───── Excerpted data ─────

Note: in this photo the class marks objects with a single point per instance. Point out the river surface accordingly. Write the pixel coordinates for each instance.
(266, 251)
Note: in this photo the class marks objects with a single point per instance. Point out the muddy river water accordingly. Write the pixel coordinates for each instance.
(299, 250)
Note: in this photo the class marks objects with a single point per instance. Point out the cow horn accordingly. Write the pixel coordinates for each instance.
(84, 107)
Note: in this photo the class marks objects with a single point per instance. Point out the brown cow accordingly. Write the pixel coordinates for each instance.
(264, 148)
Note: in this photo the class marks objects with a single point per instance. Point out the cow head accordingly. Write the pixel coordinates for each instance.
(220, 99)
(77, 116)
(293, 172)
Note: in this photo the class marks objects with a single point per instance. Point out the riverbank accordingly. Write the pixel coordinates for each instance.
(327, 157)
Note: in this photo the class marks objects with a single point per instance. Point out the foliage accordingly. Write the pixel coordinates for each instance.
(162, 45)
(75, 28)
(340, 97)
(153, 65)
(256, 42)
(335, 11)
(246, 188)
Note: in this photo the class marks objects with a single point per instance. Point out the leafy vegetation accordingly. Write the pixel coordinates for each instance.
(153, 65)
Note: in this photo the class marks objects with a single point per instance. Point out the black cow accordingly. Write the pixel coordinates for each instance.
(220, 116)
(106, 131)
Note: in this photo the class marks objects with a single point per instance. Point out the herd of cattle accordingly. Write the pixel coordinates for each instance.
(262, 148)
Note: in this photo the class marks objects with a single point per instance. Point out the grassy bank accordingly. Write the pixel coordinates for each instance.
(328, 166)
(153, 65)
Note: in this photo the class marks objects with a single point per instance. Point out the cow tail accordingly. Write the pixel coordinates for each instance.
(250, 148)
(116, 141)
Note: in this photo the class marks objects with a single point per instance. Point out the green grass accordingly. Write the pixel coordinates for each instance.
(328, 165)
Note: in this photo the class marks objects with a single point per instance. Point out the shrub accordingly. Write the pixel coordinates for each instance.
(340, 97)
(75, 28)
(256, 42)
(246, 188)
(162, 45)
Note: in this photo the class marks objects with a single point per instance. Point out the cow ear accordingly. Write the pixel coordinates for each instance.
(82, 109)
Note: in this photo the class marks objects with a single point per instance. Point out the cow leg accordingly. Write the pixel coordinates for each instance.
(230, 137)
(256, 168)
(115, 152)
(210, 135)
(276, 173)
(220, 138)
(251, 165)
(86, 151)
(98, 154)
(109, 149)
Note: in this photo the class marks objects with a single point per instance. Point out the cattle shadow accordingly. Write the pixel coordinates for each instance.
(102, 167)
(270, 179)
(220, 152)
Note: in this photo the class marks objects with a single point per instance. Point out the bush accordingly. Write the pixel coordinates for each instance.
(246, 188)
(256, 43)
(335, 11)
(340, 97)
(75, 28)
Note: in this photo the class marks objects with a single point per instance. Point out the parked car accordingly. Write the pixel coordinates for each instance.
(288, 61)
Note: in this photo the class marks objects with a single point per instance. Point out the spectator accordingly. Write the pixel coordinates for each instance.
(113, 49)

─────

** The task **
Repeat exactly, and only, the lines from the one containing "out the grassy" through the end of the material.

** Exercise answer **
Note: in this photo the class marks objects with a single point per instance. Point out the grassy bank accordingly. Write the pixel coordinates for each instance.
(328, 166)
(153, 65)
Note: in this photo the class marks objects with a single point per instance. Point out the cow tail accordingly. Write the pixel coordinates for each instance.
(250, 148)
(116, 141)
Note: in this photo the class marks objects with a single point per instance. Point out the green grass accordingly. Write the pixel coordinates for each instance.
(328, 165)
Note: in this photo the class marks objects with a single point per instance. Point out the shrub accordingly. Write the pixel coordinates for each instance.
(340, 97)
(75, 28)
(256, 42)
(246, 188)
(162, 45)
Note: in this photo the class marks objects with a single point per instance. Point out the cow ear accordingly. Write the pixel coordinates for each instance.
(82, 109)
Note: in this photo the class marks objects with a single point per instance. Point out the cow leg accordingly. Write the pixel coordinates for each instance.
(230, 137)
(256, 168)
(115, 152)
(210, 135)
(276, 173)
(220, 138)
(251, 165)
(86, 151)
(98, 154)
(109, 149)
Note: in this photo the class marks objects with a single point per instance. Point out the cattle shadow accordingly. Write the pixel coordinates for each instance.
(102, 167)
(270, 179)
(220, 152)
Note: in this photo the class marks objects with a single point per instance. Point out the bush accordingly. Write the pixel coordinates for each instance.
(246, 188)
(256, 43)
(335, 11)
(340, 97)
(75, 28)
Note: in this photo the class marks objects with a single point per instance. Point out the parked car accordingly. Write the pixel coordinates for each instance.
(288, 61)
Note: in this photo the class marks objects with a single point per instance. Point out the spectator accordingly. Write the pixel coordinates for each instance.
(113, 49)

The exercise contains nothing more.